■ **Document passage**
■ ■ ■ ■
Hysterectomy complications are relatively low, with recent studies indicating that only 10 per cent of women who undergo the surgery have reported post-surgical complications. The reason for this low statistic is the rising expertise and rapid surgical improvements in this field. However, all types of hysterectomy surgeries carry an element of risk and hysterectomy operations are no exception. The risks are higher in abdominal hysterectomies as compared to vaginal and laparoscopic hysterectomy procedures.
Hysterectomy Complications Post-Surgery
There may be bleeding during the surgery. In this case, a blood transfusion will be required. Your doctor would probably have told you to donate blood prior to your surgery in order to cover this risk. There may also be moderate to heavy bleeding during the hysterectomy recovery period. Collection of blood at the surgical site is yet another complication that may occur.
Damage and Injury:
There is a risk that the surgery may cause damage to the nearby organs and tissues. Organs close to the uterus are at risk. The tube that connects the kidney to the bladder – the urethra – as well as the bowel may suffer injuries in cases where the cervix is also removed. In severe cases, it may require surgical intervention to repair the damage.
Irritable Bowel and Urinary problems:
The surgery can leave patients with irritable bowel syndrome. Some women suffer from urinary incontinence while others find it difficult to urinate. Most of these issues are stress related.
Hysterectomy Complications in the Long Run
Decreased Sex Drive:
Several women report a decreased appetite for sex post-surgery. This could be due to physical as well as psychological reasons. Hysterectomy may reduce lubrication and thus reduce the ability to enjoy sex, leading to decreased sex drive. Depression is yet another risk associated with hysterectomy and this could lead to a diminished sex life.
Vaginal Prolapse and Urinary Incontinence:
Both urinary incontinence and vaginal prolapse are long term risks associated with hysterectomy. In fact, they could occur even 20 years after the surgery. The reasons are not very well understood, but the risk levels for vaginal prolapse are as high as 80 per cent.
■ ■ ■ ■
■ **Supplied information**
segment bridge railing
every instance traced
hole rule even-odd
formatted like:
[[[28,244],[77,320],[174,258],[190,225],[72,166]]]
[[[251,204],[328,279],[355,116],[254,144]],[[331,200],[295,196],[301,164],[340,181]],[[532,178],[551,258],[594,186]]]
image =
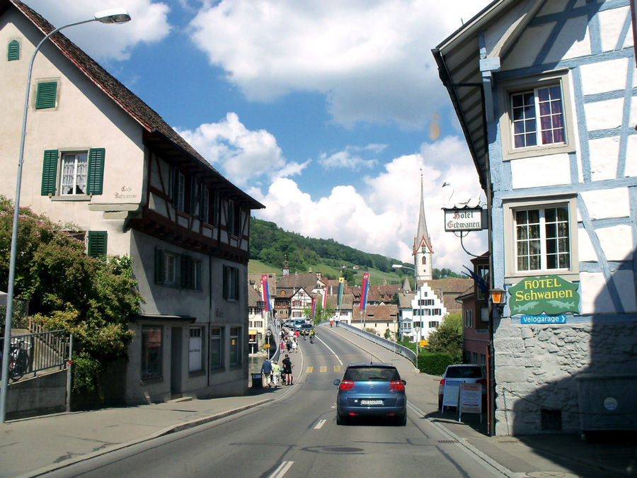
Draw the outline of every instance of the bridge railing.
[[[325,324],[323,322],[322,324]],[[396,342],[392,342],[391,340],[387,340],[386,338],[383,338],[382,337],[379,337],[375,334],[370,334],[364,330],[361,330],[360,329],[357,329],[356,327],[349,325],[348,324],[345,324],[343,322],[338,323],[339,327],[343,327],[345,330],[348,330],[352,334],[355,334],[364,338],[367,338],[367,340],[374,342],[374,343],[379,345],[381,347],[384,347],[385,348],[391,351],[394,353],[397,353],[399,355],[402,355],[410,362],[411,362],[414,366],[416,366],[416,354],[411,348],[408,348],[404,346],[401,346],[399,343],[396,343]]]

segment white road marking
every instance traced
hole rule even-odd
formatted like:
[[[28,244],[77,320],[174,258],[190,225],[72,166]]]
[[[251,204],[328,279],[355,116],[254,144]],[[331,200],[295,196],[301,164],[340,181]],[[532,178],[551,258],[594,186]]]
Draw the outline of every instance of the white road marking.
[[[279,467],[270,475],[270,478],[281,478],[281,477],[287,472],[287,470],[289,470],[289,467],[294,462],[283,462],[279,465]]]
[[[315,336],[314,338],[318,338],[318,337],[316,337],[316,336]],[[320,338],[318,338],[318,340],[321,341],[321,343],[323,343],[323,345],[324,345],[326,347],[328,348],[328,350],[330,352],[331,352],[332,353],[334,354],[334,356],[336,357],[336,360],[338,360],[338,363],[340,363],[340,365],[343,366],[343,362],[341,362],[341,361],[340,361],[340,359],[338,358],[338,355],[336,355],[336,352],[335,352],[335,351],[333,351],[331,348],[330,348],[330,346],[329,346],[327,343],[326,343],[325,342],[323,342],[322,340],[321,340]]]

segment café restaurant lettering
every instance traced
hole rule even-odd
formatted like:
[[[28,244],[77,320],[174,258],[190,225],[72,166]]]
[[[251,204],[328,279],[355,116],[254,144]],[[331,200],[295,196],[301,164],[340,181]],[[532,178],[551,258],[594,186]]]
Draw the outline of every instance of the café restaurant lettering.
[[[511,315],[558,315],[580,312],[578,285],[558,275],[528,277],[509,288]]]

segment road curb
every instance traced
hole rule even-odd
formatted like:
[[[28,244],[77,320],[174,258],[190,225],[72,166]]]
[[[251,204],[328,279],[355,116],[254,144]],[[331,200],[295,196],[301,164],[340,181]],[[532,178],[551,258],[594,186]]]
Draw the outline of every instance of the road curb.
[[[171,435],[172,433],[176,433],[179,431],[183,431],[184,430],[188,430],[189,428],[193,428],[196,426],[199,426],[200,425],[205,425],[205,423],[210,423],[211,421],[214,421],[216,420],[220,420],[221,419],[224,419],[226,416],[229,416],[231,415],[234,415],[236,414],[240,413],[241,411],[244,411],[251,408],[254,408],[256,406],[259,406],[260,405],[263,405],[265,404],[269,403],[270,402],[274,402],[277,398],[270,398],[265,399],[264,400],[260,400],[259,402],[256,402],[253,404],[249,404],[248,405],[244,405],[243,406],[240,406],[236,409],[233,409],[232,410],[227,410],[226,411],[223,411],[219,414],[215,414],[214,415],[210,415],[208,416],[205,416],[202,419],[197,419],[196,420],[192,420],[190,421],[187,421],[183,423],[179,423],[178,425],[173,425],[171,426],[168,426],[163,430],[160,430],[159,431],[155,432],[154,433],[151,433],[151,435],[147,435],[147,436],[142,437],[140,438],[137,438],[135,440],[131,440],[127,442],[124,442],[123,443],[119,443],[117,445],[115,445],[111,447],[108,447],[108,448],[103,448],[100,450],[99,451],[93,452],[91,453],[87,453],[86,455],[82,455],[81,456],[76,457],[75,458],[71,458],[69,460],[65,460],[62,463],[59,463],[57,465],[49,465],[47,467],[44,467],[42,468],[40,468],[38,470],[35,470],[24,474],[18,475],[16,478],[30,478],[32,477],[40,477],[43,474],[46,474],[47,473],[50,473],[52,472],[57,471],[58,470],[62,470],[67,467],[70,467],[73,465],[76,465],[76,463],[80,463],[81,462],[87,461],[88,460],[91,460],[92,458],[96,458],[99,456],[102,456],[103,455],[106,455],[108,453],[112,453],[113,452],[117,451],[119,450],[123,450],[124,448],[127,448],[131,446],[134,446],[135,445],[139,445],[139,443],[143,443],[147,441],[150,441],[151,440],[154,440],[155,438],[159,438],[162,436],[166,436],[168,435]]]

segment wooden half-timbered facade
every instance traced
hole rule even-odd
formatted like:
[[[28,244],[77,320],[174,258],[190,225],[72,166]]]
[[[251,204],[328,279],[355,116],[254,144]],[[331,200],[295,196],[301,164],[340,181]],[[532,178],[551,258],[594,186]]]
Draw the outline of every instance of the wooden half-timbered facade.
[[[13,198],[29,60],[53,27],[0,0],[0,193]],[[33,64],[21,205],[72,223],[92,256],[127,255],[145,303],[119,399],[243,393],[251,211],[148,105],[56,33]],[[76,234],[78,235],[78,234]]]

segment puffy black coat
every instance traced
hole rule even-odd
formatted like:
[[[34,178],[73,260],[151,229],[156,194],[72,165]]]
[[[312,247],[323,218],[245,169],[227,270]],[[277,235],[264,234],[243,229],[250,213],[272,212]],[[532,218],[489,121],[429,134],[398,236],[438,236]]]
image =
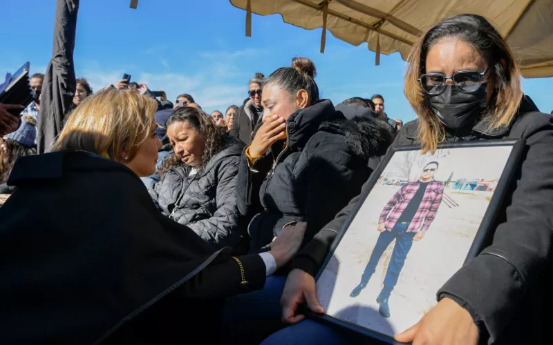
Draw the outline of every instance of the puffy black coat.
[[[8,184],[17,188],[0,208],[0,344],[217,344],[206,320],[218,320],[221,299],[265,284],[259,255],[239,257],[242,284],[229,250],[162,215],[123,164],[35,155]]]
[[[392,147],[418,144],[418,120],[406,124]],[[513,193],[500,212],[493,241],[438,292],[465,308],[480,330],[482,344],[549,344],[553,298],[548,291],[553,244],[553,117],[524,99],[509,126],[490,130],[486,120],[447,141],[526,140]],[[321,228],[297,256],[292,268],[313,275],[355,207],[358,197]]]
[[[388,126],[366,118],[346,120],[330,100],[290,115],[287,140],[276,143],[249,166],[243,156],[238,208],[246,217],[250,250],[263,250],[290,221],[308,223],[306,240],[358,194],[372,170],[370,156],[393,140]]]
[[[163,173],[149,188],[165,215],[187,226],[216,248],[234,246],[240,239],[236,175],[244,144],[228,137],[225,148],[205,168],[189,176],[185,165]]]

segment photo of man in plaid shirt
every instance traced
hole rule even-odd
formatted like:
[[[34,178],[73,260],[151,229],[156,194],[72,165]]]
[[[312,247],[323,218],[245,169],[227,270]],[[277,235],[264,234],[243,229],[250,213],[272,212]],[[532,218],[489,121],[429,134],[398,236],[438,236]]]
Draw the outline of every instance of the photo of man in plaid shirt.
[[[437,161],[427,164],[422,168],[419,179],[409,181],[402,186],[386,204],[377,228],[380,235],[361,277],[361,283],[350,294],[355,297],[365,288],[382,254],[395,239],[384,286],[376,300],[379,304],[378,311],[384,317],[390,317],[388,301],[397,284],[413,241],[424,237],[442,204],[444,184],[434,179],[439,166]]]

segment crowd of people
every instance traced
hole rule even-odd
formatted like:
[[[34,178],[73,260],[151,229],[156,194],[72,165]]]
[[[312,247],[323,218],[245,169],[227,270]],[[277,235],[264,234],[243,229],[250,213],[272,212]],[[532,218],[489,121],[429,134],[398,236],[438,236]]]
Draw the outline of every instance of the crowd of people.
[[[315,277],[381,159],[391,147],[503,139],[525,139],[526,151],[493,239],[395,338],[546,342],[553,118],[523,95],[485,19],[453,17],[421,36],[404,87],[418,119],[404,126],[379,94],[321,99],[305,57],[256,73],[224,113],[127,79],[94,93],[74,72],[78,5],[57,1],[33,102],[0,104],[0,193],[11,195],[0,208],[0,342],[365,342],[300,306],[324,312]]]

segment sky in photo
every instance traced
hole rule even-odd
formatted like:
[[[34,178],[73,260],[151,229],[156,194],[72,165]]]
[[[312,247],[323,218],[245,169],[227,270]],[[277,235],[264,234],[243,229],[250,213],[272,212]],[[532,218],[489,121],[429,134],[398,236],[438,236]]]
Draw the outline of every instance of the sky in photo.
[[[321,29],[286,24],[280,15],[253,15],[252,37],[245,34],[245,12],[227,0],[129,0],[81,1],[75,51],[77,77],[94,90],[115,83],[123,73],[164,89],[174,101],[190,93],[207,112],[225,111],[247,97],[255,72],[268,76],[307,57],[317,66],[321,97],[337,104],[353,96],[380,93],[391,117],[415,118],[403,95],[405,62],[399,53],[381,57],[366,44],[355,47],[327,35],[319,52]],[[0,72],[30,61],[31,72],[44,72],[51,57],[55,0],[2,0],[4,34]],[[525,92],[541,111],[553,110],[553,78],[524,79]]]

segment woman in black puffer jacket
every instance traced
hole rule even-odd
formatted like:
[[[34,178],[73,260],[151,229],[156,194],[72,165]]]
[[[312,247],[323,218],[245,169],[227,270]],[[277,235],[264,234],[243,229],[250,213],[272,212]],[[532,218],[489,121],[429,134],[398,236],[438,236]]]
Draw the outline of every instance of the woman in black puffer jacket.
[[[236,174],[244,145],[200,110],[182,107],[167,119],[173,156],[149,188],[162,213],[187,226],[216,248],[241,238]]]
[[[368,158],[392,141],[373,119],[346,120],[319,99],[315,68],[306,58],[279,68],[263,89],[263,124],[242,157],[238,208],[250,251],[265,250],[285,224],[306,221],[310,239],[349,199],[372,170]]]

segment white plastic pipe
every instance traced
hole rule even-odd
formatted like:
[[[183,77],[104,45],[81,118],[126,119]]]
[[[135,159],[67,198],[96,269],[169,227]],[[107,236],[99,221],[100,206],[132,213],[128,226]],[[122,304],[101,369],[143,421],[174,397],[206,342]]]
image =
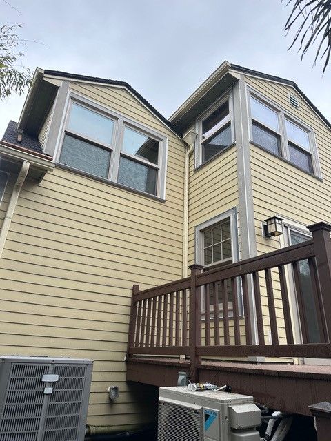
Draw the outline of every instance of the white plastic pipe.
[[[30,163],[27,161],[24,161],[22,163],[22,167],[16,180],[15,185],[12,189],[10,201],[9,201],[8,206],[7,207],[7,212],[6,213],[5,218],[2,223],[1,231],[0,232],[0,258],[2,256],[3,248],[5,247],[6,240],[8,234],[9,228],[12,223],[12,216],[15,211],[16,205],[17,204],[17,200],[19,198],[21,189],[26,180],[28,172],[30,168]]]

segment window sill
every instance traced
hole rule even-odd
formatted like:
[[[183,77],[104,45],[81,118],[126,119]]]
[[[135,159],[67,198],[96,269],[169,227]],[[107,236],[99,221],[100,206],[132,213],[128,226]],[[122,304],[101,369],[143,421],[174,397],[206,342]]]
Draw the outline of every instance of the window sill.
[[[159,198],[159,196],[154,196],[154,194],[150,194],[149,193],[146,193],[145,192],[141,192],[140,190],[137,190],[134,188],[131,188],[130,187],[127,187],[126,185],[123,185],[123,184],[119,184],[117,182],[112,182],[112,181],[110,181],[109,179],[106,179],[106,178],[97,176],[94,174],[88,173],[87,172],[83,172],[83,170],[79,170],[78,169],[73,168],[72,167],[69,167],[68,165],[65,165],[64,164],[61,164],[60,163],[57,163],[56,167],[58,167],[59,168],[61,168],[63,170],[68,170],[68,172],[76,173],[77,174],[80,174],[83,176],[86,176],[86,178],[94,179],[94,181],[99,181],[105,184],[108,184],[108,185],[111,185],[112,187],[116,187],[117,188],[120,188],[123,190],[129,192],[130,193],[134,193],[139,196],[143,196],[146,198],[149,198],[150,199],[154,199],[154,201],[157,201],[157,202],[161,202],[161,203],[166,202],[166,199]]]
[[[315,179],[317,179],[317,181],[319,181],[320,182],[323,182],[323,178],[321,178],[320,176],[318,176],[317,175],[314,174],[314,173],[310,173],[310,172],[307,172],[306,170],[303,170],[303,168],[301,168],[300,167],[298,167],[297,165],[296,165],[293,163],[291,163],[290,161],[288,161],[288,159],[285,159],[285,158],[283,158],[282,156],[280,156],[278,154],[275,154],[274,153],[272,153],[272,152],[270,152],[268,149],[265,148],[264,147],[262,147],[261,145],[260,145],[257,143],[255,143],[254,141],[252,141],[251,139],[250,139],[250,144],[252,144],[252,145],[254,145],[255,147],[259,147],[261,150],[263,150],[263,152],[265,152],[266,153],[268,153],[269,154],[270,154],[272,156],[274,156],[274,158],[277,158],[280,161],[285,163],[286,164],[288,164],[289,165],[291,165],[292,167],[294,167],[297,170],[299,170],[300,172],[302,172],[303,173],[305,173],[305,174],[308,174],[308,176],[311,176],[312,178],[314,178]]]
[[[203,168],[203,167],[205,167],[205,165],[207,165],[208,164],[210,164],[211,162],[212,162],[213,161],[214,161],[215,159],[219,158],[220,156],[221,156],[223,153],[225,153],[225,152],[228,152],[228,150],[230,150],[230,148],[232,148],[232,147],[234,147],[234,145],[236,145],[236,141],[235,141],[232,144],[230,144],[230,145],[228,145],[228,147],[225,147],[225,149],[223,149],[223,150],[221,150],[221,152],[219,152],[219,153],[215,154],[214,156],[212,156],[212,158],[210,158],[208,161],[205,161],[205,163],[203,163],[203,164],[200,164],[199,165],[197,165],[197,167],[195,167],[194,170],[194,172],[198,172],[201,168]]]

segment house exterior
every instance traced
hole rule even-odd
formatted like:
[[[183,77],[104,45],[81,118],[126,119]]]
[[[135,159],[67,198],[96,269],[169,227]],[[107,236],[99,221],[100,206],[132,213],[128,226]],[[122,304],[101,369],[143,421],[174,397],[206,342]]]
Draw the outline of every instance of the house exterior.
[[[126,382],[132,285],[309,238],[307,225],[331,221],[330,141],[331,125],[294,83],[228,62],[169,120],[126,83],[37,69],[0,143],[0,352],[93,359],[88,424],[152,421],[157,391]],[[267,238],[263,223],[274,216],[284,234]],[[314,327],[313,318],[312,341]],[[120,395],[110,403],[111,385]]]

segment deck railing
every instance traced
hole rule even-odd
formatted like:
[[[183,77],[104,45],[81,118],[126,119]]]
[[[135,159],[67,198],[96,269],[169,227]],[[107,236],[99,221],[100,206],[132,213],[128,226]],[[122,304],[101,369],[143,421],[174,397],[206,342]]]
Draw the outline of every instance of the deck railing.
[[[128,356],[188,356],[192,379],[201,357],[331,357],[331,225],[309,229],[312,239],[299,245],[204,272],[192,265],[190,277],[150,289],[134,285]]]

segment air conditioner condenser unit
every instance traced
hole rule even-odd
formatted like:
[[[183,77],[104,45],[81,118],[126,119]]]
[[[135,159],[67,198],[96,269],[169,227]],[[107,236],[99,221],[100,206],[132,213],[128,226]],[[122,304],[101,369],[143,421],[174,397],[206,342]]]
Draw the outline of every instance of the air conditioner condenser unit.
[[[92,363],[0,356],[0,441],[83,441]]]
[[[158,441],[260,441],[261,424],[252,396],[160,388]]]

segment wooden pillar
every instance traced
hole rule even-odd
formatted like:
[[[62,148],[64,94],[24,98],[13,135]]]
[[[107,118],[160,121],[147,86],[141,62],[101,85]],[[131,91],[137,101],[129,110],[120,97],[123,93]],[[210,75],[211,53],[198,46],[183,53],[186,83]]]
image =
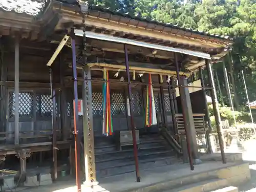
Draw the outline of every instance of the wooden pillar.
[[[52,69],[50,69],[50,79],[51,84],[51,94],[52,96],[52,153],[53,153],[53,180],[56,180],[57,178],[57,120],[56,120],[56,90],[53,88],[53,76]]]
[[[68,138],[68,130],[67,126],[67,102],[66,96],[66,89],[64,81],[65,70],[64,65],[62,63],[61,55],[59,55],[59,79],[60,83],[60,125],[62,133],[62,139],[66,141]]]
[[[188,90],[187,78],[182,76],[179,81],[180,96],[181,97],[181,104],[182,105],[182,114],[183,116],[185,129],[187,136],[190,136],[190,144],[191,152],[194,159],[199,159],[199,154],[197,147],[196,133],[194,122],[193,112],[191,106],[189,91]]]
[[[204,83],[204,78],[203,75],[203,70],[202,69],[202,67],[199,67],[199,75],[201,80],[201,86],[202,87],[204,88],[205,87],[205,83]],[[208,126],[208,131],[206,133],[206,135],[205,136],[205,138],[206,138],[206,142],[207,144],[207,151],[208,153],[211,153],[212,152],[210,141],[210,133],[211,132],[211,124],[210,122],[210,113],[209,112],[209,109],[208,108],[208,104],[207,102],[207,98],[206,98],[206,90],[205,89],[203,88],[203,94],[204,98],[204,108],[205,108],[205,118],[206,119],[206,122],[207,123]]]
[[[14,70],[14,144],[19,144],[19,39],[16,37],[15,42],[15,70]]]
[[[239,102],[238,101],[238,95],[237,95],[237,88],[236,87],[236,81],[234,80],[234,75],[233,75],[233,68],[232,67],[232,63],[233,63],[232,61],[232,58],[231,56],[231,53],[229,52],[228,54],[228,56],[229,56],[229,59],[228,59],[228,68],[229,69],[229,72],[230,73],[230,79],[231,79],[231,82],[232,85],[232,88],[233,88],[233,93],[234,95],[234,106],[236,109],[238,109],[239,108]]]
[[[225,153],[224,150],[223,138],[222,135],[222,126],[221,125],[221,116],[219,110],[217,94],[215,88],[215,83],[214,81],[212,69],[211,65],[208,59],[205,59],[205,63],[206,63],[206,69],[209,75],[210,87],[212,88],[212,89],[211,90],[211,100],[214,108],[214,116],[215,116],[215,121],[216,122],[216,127],[217,129],[217,134],[219,138],[220,147],[221,148],[222,162],[223,163],[226,163],[226,159],[225,157]]]
[[[158,76],[159,78],[159,84],[162,84],[163,82],[161,82],[161,78],[159,76]],[[160,101],[160,105],[161,105],[161,116],[162,119],[162,123],[163,124],[163,126],[167,128],[167,117],[166,113],[166,109],[165,109],[165,105],[164,103],[164,93],[163,91],[163,86],[160,86],[160,93],[159,93],[159,98]]]
[[[83,127],[86,174],[86,181],[84,184],[93,186],[96,182],[96,176],[94,156],[92,82],[87,80],[91,79],[91,70],[88,66],[83,68]]]

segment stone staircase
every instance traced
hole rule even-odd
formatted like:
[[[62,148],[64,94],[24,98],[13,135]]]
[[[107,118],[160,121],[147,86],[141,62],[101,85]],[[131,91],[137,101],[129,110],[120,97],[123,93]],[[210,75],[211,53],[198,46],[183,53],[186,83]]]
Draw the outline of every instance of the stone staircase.
[[[97,177],[105,177],[135,171],[133,146],[118,151],[111,138],[95,141]],[[138,147],[140,169],[171,164],[179,161],[176,153],[158,134],[140,136]]]

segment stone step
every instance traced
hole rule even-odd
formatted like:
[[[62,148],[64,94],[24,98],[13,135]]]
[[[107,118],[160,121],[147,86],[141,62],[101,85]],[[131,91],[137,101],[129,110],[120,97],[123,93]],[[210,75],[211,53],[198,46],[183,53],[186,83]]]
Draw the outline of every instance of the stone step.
■ ■ ■ ■
■ **Tasks to carry out**
1. According to the hysterectomy text, what share of women who undergo the surgery have reported post-surgical complications?
2. From the hysterectomy text, extract without changes the part that opens with the words containing "Hysterectomy Complications Post-Surgery" and closes with "that may occur.".

■ **Completed exercise**
1. Only 10 per cent.

2.
Hysterectomy Complications Post-Surgery
There may be bleeding during the surgery. In this case, a blood transfusion will be required. Your doctor would probably have told you to donate blood prior to your surgery in order to cover this risk. There may also be moderate to heavy bleeding during the hysterectomy recovery period. Collection of blood at the surgical site is yet another complication that may occur.